-- PROVIDED ENTRIES --
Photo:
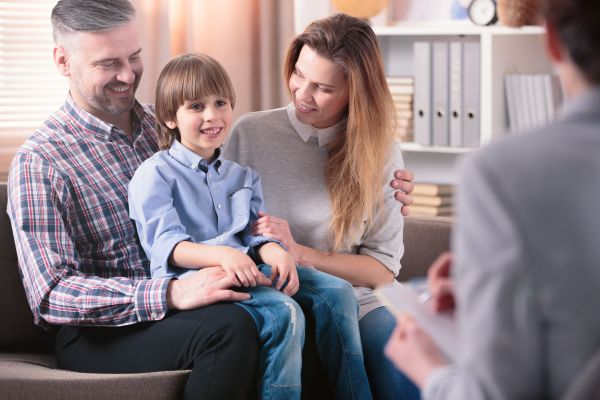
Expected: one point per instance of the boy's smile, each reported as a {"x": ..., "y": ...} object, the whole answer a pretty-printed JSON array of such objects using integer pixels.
[{"x": 203, "y": 124}]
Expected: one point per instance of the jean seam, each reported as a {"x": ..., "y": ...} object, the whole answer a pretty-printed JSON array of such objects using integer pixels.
[{"x": 308, "y": 287}]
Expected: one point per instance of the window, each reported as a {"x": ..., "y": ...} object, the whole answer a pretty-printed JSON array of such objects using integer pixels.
[{"x": 30, "y": 86}]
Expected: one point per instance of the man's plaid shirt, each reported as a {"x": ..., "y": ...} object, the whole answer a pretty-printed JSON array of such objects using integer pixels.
[{"x": 79, "y": 256}]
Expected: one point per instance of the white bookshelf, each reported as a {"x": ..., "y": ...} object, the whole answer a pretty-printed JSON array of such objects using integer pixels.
[{"x": 503, "y": 51}]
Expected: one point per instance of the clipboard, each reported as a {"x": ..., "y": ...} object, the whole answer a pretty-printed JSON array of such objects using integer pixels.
[{"x": 401, "y": 299}]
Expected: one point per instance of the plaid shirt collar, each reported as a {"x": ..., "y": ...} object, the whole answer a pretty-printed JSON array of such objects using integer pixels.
[{"x": 100, "y": 129}]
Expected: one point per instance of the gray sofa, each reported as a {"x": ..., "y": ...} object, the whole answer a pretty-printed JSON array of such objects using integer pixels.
[{"x": 27, "y": 366}]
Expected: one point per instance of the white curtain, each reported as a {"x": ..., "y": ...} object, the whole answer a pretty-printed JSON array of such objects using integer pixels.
[{"x": 248, "y": 37}]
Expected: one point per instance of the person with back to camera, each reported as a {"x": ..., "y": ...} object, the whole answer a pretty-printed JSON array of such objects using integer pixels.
[
  {"x": 194, "y": 209},
  {"x": 85, "y": 275},
  {"x": 325, "y": 161},
  {"x": 524, "y": 274}
]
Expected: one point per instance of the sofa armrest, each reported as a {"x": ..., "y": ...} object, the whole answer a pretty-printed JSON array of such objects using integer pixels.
[{"x": 425, "y": 238}]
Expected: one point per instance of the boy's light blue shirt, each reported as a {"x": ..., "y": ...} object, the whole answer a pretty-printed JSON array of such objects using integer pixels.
[{"x": 176, "y": 195}]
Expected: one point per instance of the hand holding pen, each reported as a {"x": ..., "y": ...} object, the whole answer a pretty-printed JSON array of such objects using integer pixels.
[{"x": 440, "y": 285}]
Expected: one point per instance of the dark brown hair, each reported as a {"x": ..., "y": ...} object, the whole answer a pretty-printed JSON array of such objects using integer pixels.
[
  {"x": 187, "y": 77},
  {"x": 577, "y": 23}
]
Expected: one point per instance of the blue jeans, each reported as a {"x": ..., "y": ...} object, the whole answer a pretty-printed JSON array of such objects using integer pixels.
[
  {"x": 331, "y": 301},
  {"x": 386, "y": 381},
  {"x": 280, "y": 324}
]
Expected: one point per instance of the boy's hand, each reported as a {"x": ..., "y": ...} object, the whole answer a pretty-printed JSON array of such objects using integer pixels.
[
  {"x": 283, "y": 267},
  {"x": 241, "y": 267},
  {"x": 204, "y": 287}
]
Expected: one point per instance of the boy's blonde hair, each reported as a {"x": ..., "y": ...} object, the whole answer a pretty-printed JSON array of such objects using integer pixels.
[{"x": 187, "y": 77}]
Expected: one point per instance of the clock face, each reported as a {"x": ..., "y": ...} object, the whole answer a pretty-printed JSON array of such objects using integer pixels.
[{"x": 483, "y": 12}]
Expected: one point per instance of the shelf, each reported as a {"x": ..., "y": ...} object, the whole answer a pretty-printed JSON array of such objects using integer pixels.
[
  {"x": 418, "y": 148},
  {"x": 453, "y": 28}
]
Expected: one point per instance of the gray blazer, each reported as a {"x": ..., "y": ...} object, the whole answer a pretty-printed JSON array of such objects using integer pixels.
[{"x": 527, "y": 262}]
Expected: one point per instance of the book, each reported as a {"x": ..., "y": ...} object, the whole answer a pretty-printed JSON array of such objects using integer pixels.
[
  {"x": 434, "y": 211},
  {"x": 441, "y": 327},
  {"x": 432, "y": 189},
  {"x": 445, "y": 200}
]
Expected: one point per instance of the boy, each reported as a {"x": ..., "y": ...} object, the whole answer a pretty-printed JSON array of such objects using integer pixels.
[{"x": 194, "y": 210}]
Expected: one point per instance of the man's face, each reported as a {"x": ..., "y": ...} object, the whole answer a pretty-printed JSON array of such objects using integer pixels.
[{"x": 105, "y": 70}]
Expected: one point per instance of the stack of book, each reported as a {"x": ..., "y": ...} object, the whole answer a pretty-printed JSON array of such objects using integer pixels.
[
  {"x": 402, "y": 89},
  {"x": 432, "y": 199}
]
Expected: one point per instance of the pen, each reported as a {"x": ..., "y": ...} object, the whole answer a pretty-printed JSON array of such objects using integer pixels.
[{"x": 425, "y": 296}]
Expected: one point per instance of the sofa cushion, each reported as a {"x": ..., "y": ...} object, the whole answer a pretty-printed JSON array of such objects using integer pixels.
[
  {"x": 17, "y": 320},
  {"x": 32, "y": 376},
  {"x": 425, "y": 238}
]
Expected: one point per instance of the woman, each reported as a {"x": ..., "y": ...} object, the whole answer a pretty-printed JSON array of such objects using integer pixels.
[{"x": 325, "y": 161}]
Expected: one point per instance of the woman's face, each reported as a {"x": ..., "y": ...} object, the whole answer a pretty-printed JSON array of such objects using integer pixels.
[{"x": 319, "y": 89}]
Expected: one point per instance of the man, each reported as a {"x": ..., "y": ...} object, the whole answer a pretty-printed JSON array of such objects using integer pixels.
[
  {"x": 84, "y": 272},
  {"x": 526, "y": 274}
]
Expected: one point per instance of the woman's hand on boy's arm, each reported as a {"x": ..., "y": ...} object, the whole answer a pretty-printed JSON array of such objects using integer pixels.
[
  {"x": 204, "y": 287},
  {"x": 236, "y": 264},
  {"x": 239, "y": 265},
  {"x": 403, "y": 183},
  {"x": 278, "y": 229},
  {"x": 283, "y": 267}
]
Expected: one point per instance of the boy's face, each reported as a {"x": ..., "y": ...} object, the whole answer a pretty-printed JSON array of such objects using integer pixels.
[{"x": 203, "y": 124}]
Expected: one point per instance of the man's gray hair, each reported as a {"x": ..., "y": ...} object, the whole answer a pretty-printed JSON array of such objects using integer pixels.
[{"x": 70, "y": 16}]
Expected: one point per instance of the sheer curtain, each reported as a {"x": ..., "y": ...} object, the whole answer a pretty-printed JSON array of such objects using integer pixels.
[{"x": 248, "y": 37}]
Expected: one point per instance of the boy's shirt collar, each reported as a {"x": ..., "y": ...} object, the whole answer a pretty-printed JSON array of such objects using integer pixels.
[{"x": 188, "y": 158}]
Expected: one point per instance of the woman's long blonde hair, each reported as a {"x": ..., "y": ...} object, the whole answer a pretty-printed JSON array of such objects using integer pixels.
[{"x": 357, "y": 158}]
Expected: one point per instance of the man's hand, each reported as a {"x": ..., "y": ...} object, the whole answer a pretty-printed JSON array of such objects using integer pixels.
[
  {"x": 403, "y": 183},
  {"x": 441, "y": 284},
  {"x": 239, "y": 266},
  {"x": 412, "y": 351},
  {"x": 206, "y": 286},
  {"x": 283, "y": 267},
  {"x": 278, "y": 229}
]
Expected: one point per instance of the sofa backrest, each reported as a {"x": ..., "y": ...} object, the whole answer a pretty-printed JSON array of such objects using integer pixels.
[
  {"x": 425, "y": 238},
  {"x": 16, "y": 319}
]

-- ASSIGNMENT --
Please keep every line of the data the same when you reproduce it, and keep every picture out.

-- EXERCISE OUTPUT --
Photo:
Expected: one point per instance of the boy's smile, each reported as a {"x": ..., "y": ...} object, the whole answer a pretty-printed JSON array of such objects using integer pixels.
[{"x": 203, "y": 124}]
Expected: one point per instance of the jean seam, each reported as a {"x": ..., "y": ...} object, the whole answer a pretty-printed JSON array of such objects using integer pixels.
[{"x": 308, "y": 287}]
Expected: one point per instance of the window, each reported as a {"x": ..., "y": ...} object, the whole answer a pretty-printed JSON array of such objects using integer pixels.
[{"x": 30, "y": 86}]
Expected: one point per instance of the man's plaid shirt, each reported as a {"x": ..., "y": ...} object, the whole answer a pretty-printed JSON array of such objects using integer pixels.
[{"x": 79, "y": 256}]
Expected: one point per instance of the white bookshelf, each reported as a {"x": ..., "y": ...} object, the whole answer a pretty-printed JSON array of such objects using integer pixels.
[{"x": 503, "y": 51}]
Expected: one point per instance of the clipboard, each reported as a {"x": ..., "y": ...} object, the whole answer a pretty-printed JSON array of such objects using integer pixels.
[{"x": 401, "y": 299}]
Expected: one point per instance of the plaid shirt collar, each reported as a {"x": ..., "y": ...} object, the whole answer a pretty-printed JSON array of such objects using integer pixels.
[{"x": 100, "y": 129}]
Expected: one point per instance of the gray sofa, each reported as a {"x": ..., "y": ...} object, the whole answer a pretty-printed JSON array of such objects using integer pixels.
[{"x": 27, "y": 366}]
Expected: one point per instance of the white curtain, each reported as a {"x": ..., "y": ...} object, the whole answer a pretty-printed JSON array of such objects using integer pixels.
[{"x": 248, "y": 37}]
Expected: one point per instance of the person with back to camera, each reported as a {"x": ..., "y": ...} object, the whole answer a pretty-printed JSON array of such objects using integer pixels.
[
  {"x": 194, "y": 209},
  {"x": 85, "y": 275},
  {"x": 325, "y": 161},
  {"x": 524, "y": 274}
]
Expected: one point per instance of the sofa armrest, each reported as a {"x": ..., "y": ...} object, the whole answer a pretty-printed JSON array of such objects using integer pixels.
[{"x": 425, "y": 238}]
Expected: one point per instance of the boy's light blue shirt, each reported as a {"x": ..., "y": ...} object, the whole answer a pretty-printed JSON array of such objects using integer pixels.
[{"x": 176, "y": 195}]
Expected: one point per instance of the hand holding pen, each reported as a {"x": ..., "y": ...} object, the whole answer a pretty-printed JSON array of such objects using integer pixels.
[{"x": 440, "y": 285}]
Expected: one point per instance of the dark brown hair, each reported as a {"x": ..., "y": ...} object, the whole answer a pretty-printed JSON array of such objects using integer pixels.
[
  {"x": 187, "y": 77},
  {"x": 577, "y": 23}
]
Expected: one point per instance of the blue jeans, each reported as a {"x": ..., "y": ...} object, the whole answer a pretty-printed JSON array of such objects using integer pixels.
[
  {"x": 331, "y": 301},
  {"x": 386, "y": 381},
  {"x": 280, "y": 324}
]
Expected: one point per instance of the boy's hand, each reported as a {"x": ..., "y": ...} object, the whole answer a pretty-printed JSON array of such objects using integer pixels.
[
  {"x": 283, "y": 267},
  {"x": 241, "y": 267},
  {"x": 204, "y": 287}
]
Expected: one point per instance of the boy's blonde hair, each reported as a {"x": ..., "y": ...} object, the whole answer a pretty-printed JSON array of such objects using integer pixels.
[{"x": 187, "y": 77}]
Expected: one point per instance of the clock face, each reported as a {"x": ..., "y": ...} object, the whole answer a pretty-printed JSON array of such objects using integer pixels.
[{"x": 483, "y": 12}]
Expected: one point per instance of the shelf, each reported as a {"x": ..., "y": ...} object, the whole answer a pretty-printed JSON array of such objects using integer pixels.
[
  {"x": 418, "y": 148},
  {"x": 453, "y": 28}
]
Expected: one point per instance of the gray blazer, each reported as a {"x": ..., "y": ...} object, the whole answer a pretty-printed JSON array of such objects using integer pixels.
[{"x": 527, "y": 262}]
Expected: one point per instance of the book, each reported as a {"x": ..., "y": ...} object, the whole answer a pretty-printed JSON array of such objects using integer pixels.
[
  {"x": 434, "y": 211},
  {"x": 441, "y": 327},
  {"x": 432, "y": 189},
  {"x": 445, "y": 200}
]
Expected: one point per instance of the boy, each reported as a {"x": ..., "y": ...} object, the whole answer a pretty-printed JSON array of such objects using integer pixels.
[{"x": 194, "y": 210}]
Expected: one point per instance of the man's face, each reported as a {"x": ..., "y": ...} object, the whole answer a pretty-printed JSON array of such objects using integer pixels.
[{"x": 105, "y": 70}]
Expected: one point per instance of the stack of book, each reported as a {"x": ..., "y": ...} object, the whole answer a pretty-printed JSON array of such objects using integer pixels.
[
  {"x": 402, "y": 89},
  {"x": 432, "y": 199}
]
Expected: one point per instance of the pen, each reported as a {"x": ..., "y": ...} object, the whole answer a pretty-printed JSON array of such objects using integer pixels.
[{"x": 425, "y": 296}]
Expected: one point per instance of the sofa cushion, each reported as a {"x": ..., "y": ...} object, the whole answer a pretty-printed JSON array of such objects using integer pixels.
[
  {"x": 17, "y": 320},
  {"x": 32, "y": 376},
  {"x": 425, "y": 238}
]
Expected: one point per instance of the woman, each reported as a {"x": ..., "y": ...} object, the whole answer a pretty-printed JSON array of such objects using integer pixels.
[{"x": 325, "y": 161}]
Expected: one point per instance of the woman's face, each reported as a {"x": ..., "y": ...} object, the whole answer a pretty-printed JSON array of such objects using integer pixels.
[{"x": 319, "y": 89}]
Expected: one point per instance of the man, each reported as a {"x": ..., "y": ...} object, the whole answer a pretty-printed JSON array of such objects using integer pixels.
[
  {"x": 84, "y": 272},
  {"x": 526, "y": 274}
]
Expected: one point per instance of the woman's hand on boy's arm, each reported as a {"x": ..., "y": ...} object, the whole answer a pretty-printed JSON array of such objects using integer pixels.
[
  {"x": 204, "y": 287},
  {"x": 236, "y": 264},
  {"x": 239, "y": 265},
  {"x": 403, "y": 183},
  {"x": 278, "y": 229},
  {"x": 283, "y": 267}
]
Expected: one point per instance of the boy's face, each reported as a {"x": ..., "y": ...} object, the whole answer a pretty-printed JSON array of such objects using integer pixels.
[{"x": 203, "y": 124}]
Expected: one point per instance of the man's gray hair, each reported as a {"x": ..., "y": ...} object, the whole answer a pretty-printed JSON array of such objects using integer pixels.
[{"x": 70, "y": 16}]
Expected: one point per instance of the sheer curtain, each reported as a {"x": ..., "y": ...} object, the whole answer a pretty-printed JSON array of such objects using integer pixels.
[{"x": 248, "y": 37}]
Expected: one point per instance of the boy's shirt collar, each reported as a {"x": ..., "y": ...} object, the whole answer a pretty-printed JSON array of such objects using integer pixels.
[{"x": 188, "y": 158}]
Expected: one point per instance of the woman's long blonde hair, each reported as a {"x": ..., "y": ...} object, the whole answer a pretty-printed JSON array of such objects using integer pixels.
[{"x": 357, "y": 158}]
Expected: one point per instance of the man's hand, each reported as a {"x": ..., "y": ...} object, the whole answer a pretty-printed JSON array of such objects using integer pixels.
[
  {"x": 403, "y": 183},
  {"x": 441, "y": 284},
  {"x": 239, "y": 266},
  {"x": 412, "y": 351},
  {"x": 206, "y": 286},
  {"x": 283, "y": 267},
  {"x": 278, "y": 229}
]
Expected: one point per instance of the sofa backrest, each reported as a {"x": ..., "y": ...} object, the whole answer a pretty-printed JSON array of such objects using integer pixels.
[
  {"x": 425, "y": 238},
  {"x": 16, "y": 319}
]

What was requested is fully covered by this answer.